* Directions
Repeat the data exactly as given below, dropping every picture.

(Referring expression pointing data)

----

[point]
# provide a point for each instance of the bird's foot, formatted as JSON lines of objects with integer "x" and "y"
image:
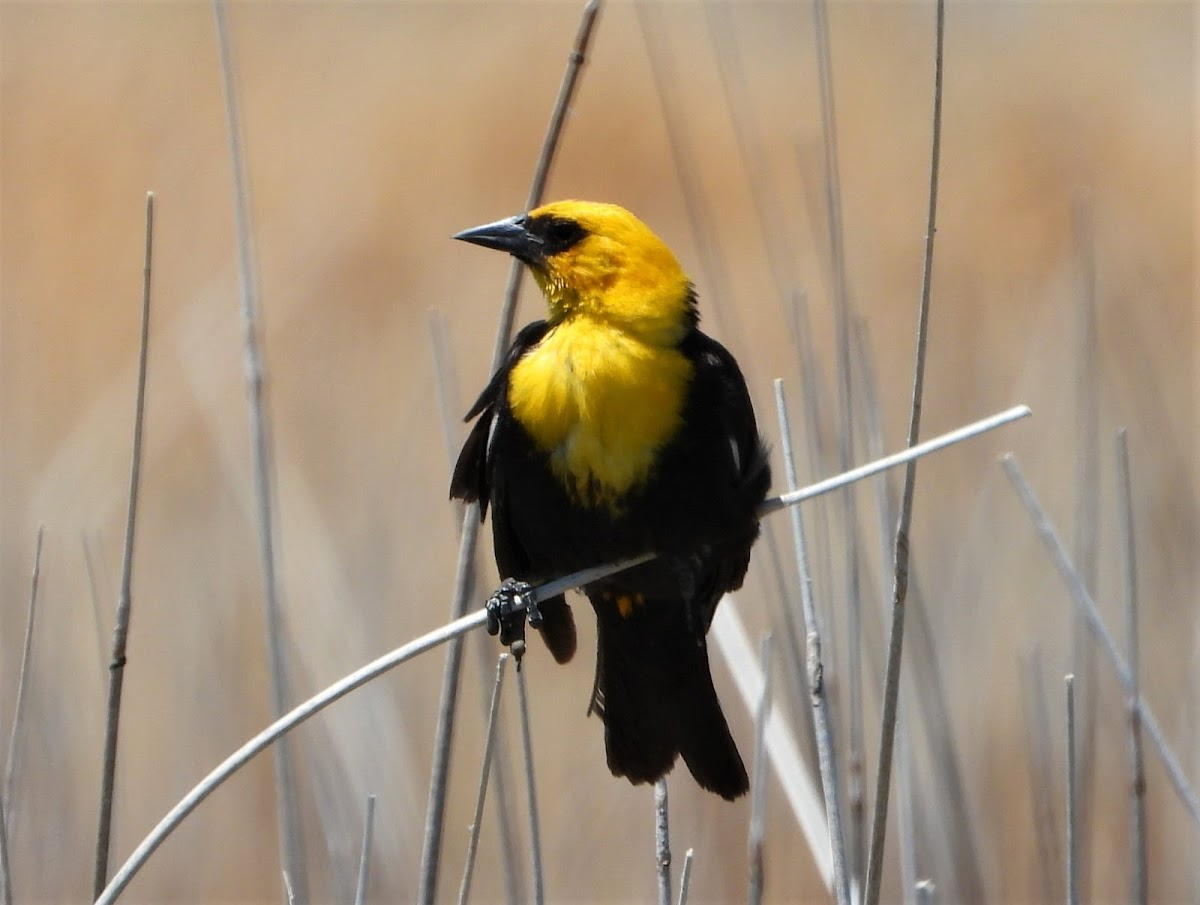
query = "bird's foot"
{"x": 508, "y": 610}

----

* Solved problem
[point]
# provide a point for each instance of the bird's foot, formatted as JSON lines of objects with integer "x" and "y"
image:
query = "bird's foot"
{"x": 508, "y": 610}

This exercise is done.